INSTRUCTIONS FOR THE TASK: Change every "drop a point on" in the listing below to "place a marker on", keep everything else the same, and leave out the pictures.

DATA LISTING:
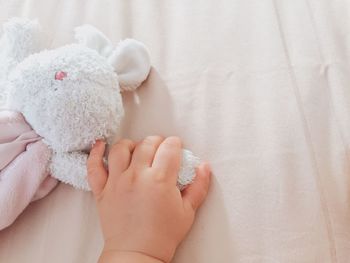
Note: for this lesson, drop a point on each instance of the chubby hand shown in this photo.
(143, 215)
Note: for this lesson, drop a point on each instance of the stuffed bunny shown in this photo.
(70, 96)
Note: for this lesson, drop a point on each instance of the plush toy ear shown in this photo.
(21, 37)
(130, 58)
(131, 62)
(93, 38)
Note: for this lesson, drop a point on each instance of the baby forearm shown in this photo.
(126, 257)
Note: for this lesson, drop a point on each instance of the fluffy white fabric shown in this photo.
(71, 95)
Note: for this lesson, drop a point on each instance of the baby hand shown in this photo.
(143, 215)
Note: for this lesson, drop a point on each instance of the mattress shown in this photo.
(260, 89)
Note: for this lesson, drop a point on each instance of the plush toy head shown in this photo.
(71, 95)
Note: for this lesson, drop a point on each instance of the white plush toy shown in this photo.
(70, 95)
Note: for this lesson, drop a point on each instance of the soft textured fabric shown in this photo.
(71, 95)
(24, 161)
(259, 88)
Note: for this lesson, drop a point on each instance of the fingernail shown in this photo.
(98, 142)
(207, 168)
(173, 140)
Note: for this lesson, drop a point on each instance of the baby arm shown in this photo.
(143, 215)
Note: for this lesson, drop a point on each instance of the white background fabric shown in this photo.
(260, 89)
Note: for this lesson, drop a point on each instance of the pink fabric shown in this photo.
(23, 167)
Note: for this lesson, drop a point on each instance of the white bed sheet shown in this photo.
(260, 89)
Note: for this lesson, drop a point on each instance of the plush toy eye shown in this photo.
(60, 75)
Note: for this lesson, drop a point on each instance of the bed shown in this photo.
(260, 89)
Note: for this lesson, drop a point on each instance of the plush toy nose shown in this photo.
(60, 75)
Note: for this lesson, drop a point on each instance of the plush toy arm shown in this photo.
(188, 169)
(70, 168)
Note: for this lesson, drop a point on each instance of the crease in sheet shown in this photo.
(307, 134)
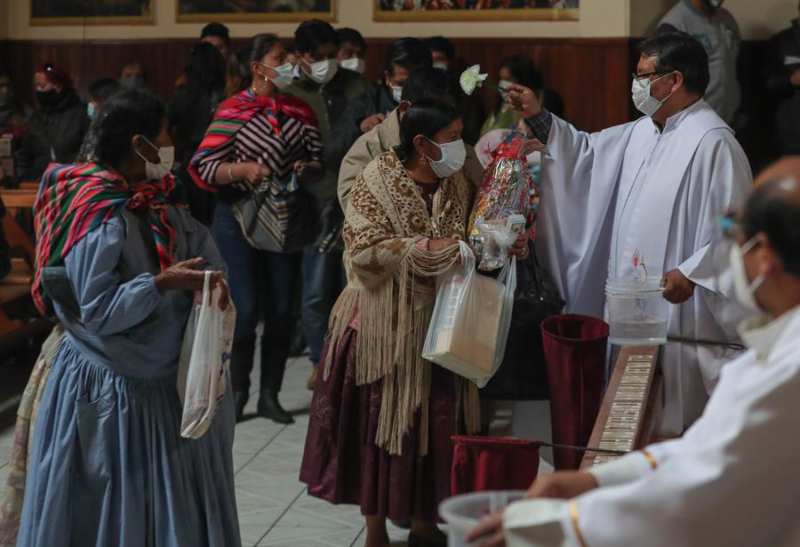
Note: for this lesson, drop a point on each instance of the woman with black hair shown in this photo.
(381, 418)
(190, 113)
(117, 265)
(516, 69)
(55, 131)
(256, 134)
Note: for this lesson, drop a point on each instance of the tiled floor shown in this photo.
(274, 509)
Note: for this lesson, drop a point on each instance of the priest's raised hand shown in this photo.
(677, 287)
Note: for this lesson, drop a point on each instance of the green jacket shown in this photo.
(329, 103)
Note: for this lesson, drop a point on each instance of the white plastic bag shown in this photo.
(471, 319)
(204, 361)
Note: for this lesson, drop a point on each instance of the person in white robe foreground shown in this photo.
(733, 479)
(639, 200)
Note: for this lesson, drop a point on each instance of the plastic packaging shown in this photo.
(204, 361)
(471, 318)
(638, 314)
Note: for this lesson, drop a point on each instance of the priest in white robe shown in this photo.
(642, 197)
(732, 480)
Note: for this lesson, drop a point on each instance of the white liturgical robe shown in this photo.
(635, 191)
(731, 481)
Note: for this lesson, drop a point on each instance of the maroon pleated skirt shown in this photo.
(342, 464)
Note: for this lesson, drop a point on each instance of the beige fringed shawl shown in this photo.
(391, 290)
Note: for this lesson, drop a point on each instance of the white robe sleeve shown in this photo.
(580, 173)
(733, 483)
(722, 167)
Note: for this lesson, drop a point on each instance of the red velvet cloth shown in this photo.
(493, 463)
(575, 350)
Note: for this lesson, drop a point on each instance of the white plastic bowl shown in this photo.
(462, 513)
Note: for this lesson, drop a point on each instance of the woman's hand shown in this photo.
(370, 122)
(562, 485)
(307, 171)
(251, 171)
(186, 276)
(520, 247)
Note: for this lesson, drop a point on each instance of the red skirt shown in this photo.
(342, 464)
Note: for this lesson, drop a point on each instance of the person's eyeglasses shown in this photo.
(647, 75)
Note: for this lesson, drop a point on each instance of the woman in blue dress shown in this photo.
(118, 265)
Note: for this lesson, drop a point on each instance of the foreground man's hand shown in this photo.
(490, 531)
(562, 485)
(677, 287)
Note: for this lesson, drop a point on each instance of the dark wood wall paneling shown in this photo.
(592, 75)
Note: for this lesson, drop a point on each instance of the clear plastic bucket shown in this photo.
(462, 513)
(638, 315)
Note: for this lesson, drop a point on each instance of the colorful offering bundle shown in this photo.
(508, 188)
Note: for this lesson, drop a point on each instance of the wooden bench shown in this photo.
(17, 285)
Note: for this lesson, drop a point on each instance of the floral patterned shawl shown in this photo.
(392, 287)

EXERCISE SOLUTION:
Note: for this lesson, place a marker on each instance of the chubby hand shown in this photo.
(143, 215)
Note: for this lesson, place a marker on each instance of the stuffed bunny shown in this photo.
(70, 96)
Note: for this lesson, place a marker on each instance of the plush toy ear shown in this photo.
(21, 37)
(130, 58)
(131, 62)
(93, 38)
Note: for this lesson, place a marker on each instance of the baby forearm shown in this photo.
(126, 257)
Note: for this lesson, place a marker on each instance of the fluffy white fabric shown in this photo.
(71, 95)
Note: for this lesson, place a marker on each instance of the baby hand shown in this photo.
(143, 215)
Note: for this lesson, place a marker on each instance of the mattress shown in this photo.
(260, 89)
Note: for this lesson, place a marker on each instance of the plush toy head shown in this photo.
(71, 95)
Note: for this lesson, place a marker on each instance of the white plush toy shown in this photo.
(70, 95)
Note: for this lesson, place a marker on each instance of the soft textured fabric shown in this photo.
(71, 95)
(24, 161)
(259, 88)
Note: for this lesson, place a marker on each instance of the fingernail shown in this photo.
(98, 142)
(207, 168)
(173, 140)
Note: for this lesson, place a marker on each instance of the baby arm shown in this photo.
(143, 215)
Note: for this lesson, place a marker on each instance of the white background fabric shown in this photo.
(260, 89)
Note: for this lesson, place a marker on each instance of the pink fabric shown in this photo.
(23, 167)
Note: for this lesson, place a marker on each instance of the white bed sheet shown in this photo.
(260, 89)
Note: for this lesson, place a marker on each instance of the plush toy eye shown in this photo.
(60, 75)
Note: for this lesson, place a marker on each instance of the bed shown in this photo.
(260, 89)
Note: for this lesson, place a marker on each instance of the plush toy nose shown in this photo.
(60, 75)
Note: for this lesson, place a marker on each instance of the plush toy arm shown in this photo.
(188, 169)
(70, 168)
Note: for this lesson, place a marker on each instance of the crease in sheet shown in this photo.
(307, 134)
Note: for this lesson, place a marker on each instance of the woman with black hair shown in this photo.
(381, 418)
(190, 113)
(117, 265)
(516, 69)
(55, 131)
(256, 134)
Note: for this lesson, place a marker on each instance of the tiled floor shown in this photo.
(274, 509)
Note: for this lesson, place a marker on each instance of the priest's raised hand shown in this photo.
(677, 287)
Note: for this lesson, place a marker on each instance of the green jacket shown in this photo.
(329, 103)
Note: for this lesson, place a marker on each instance of the white plastic bag shown in this photo.
(471, 319)
(204, 361)
Note: for this lesson, place a marker on each instance of the person in white robe foreground shown in this photo.
(733, 479)
(639, 200)
Note: for this lesson, place a marker on each instance of the plastic packaging shown in this photo.
(204, 361)
(471, 318)
(638, 314)
Note: for this lesson, place a marker on each instance of the priest in white robe shown in this photo.
(642, 197)
(732, 480)
Note: for this lesson, place a marker on each instance of the white liturgical robe shown in this photo.
(635, 191)
(731, 481)
Note: for this lesson, place a marker on each instance of the maroon pleated skirt shown in this photo.
(342, 464)
Note: for this lesson, place a marker on each instance of the beige fringed shawl shown in this photo.
(391, 290)
Note: for this lesson, place a marker on each instance of the white robe sleeve shown in this photo.
(580, 173)
(733, 483)
(722, 167)
Note: for this lesson, place a marker on each instance of the red velvet cloth shown in this photo.
(493, 463)
(575, 350)
Note: for this lesson, place a marker on each instance of the white plastic bowl shown in this photo.
(462, 513)
Note: for this lesson, place a marker on each instance of the woman's hand shown in this photo.
(370, 122)
(562, 485)
(307, 171)
(251, 171)
(186, 276)
(520, 247)
Note: for this lesson, place a marker on each instance of the red skirt shown in this photo.
(342, 464)
Note: for this lesson, place a marker on each instance of the person's eyeglasses shown in this photo.
(647, 75)
Note: for this lesson, place a marker on each instance of the woman in blue dress shown in this photo.
(118, 265)
Note: for this lesson, place a marker on each instance of the foreground man's hand shown in this photo.
(490, 531)
(562, 485)
(677, 287)
Note: for this lesson, place a marker on each instance of the dark wood wall paneling shown in this photo.
(592, 75)
Note: for this lesson, place a marker on each instance of the clear plastic bucket shown in this photo.
(462, 513)
(638, 315)
Note: for this lesson, place a marker on each instance of the colorful offering bundle shown in this photo.
(508, 188)
Note: for this lesson, place a marker on each instance of the wooden bench shown in this photo.
(17, 285)
Note: for this lesson, place a marker on each instance of the floral patterned shawl shown in this photo.
(392, 287)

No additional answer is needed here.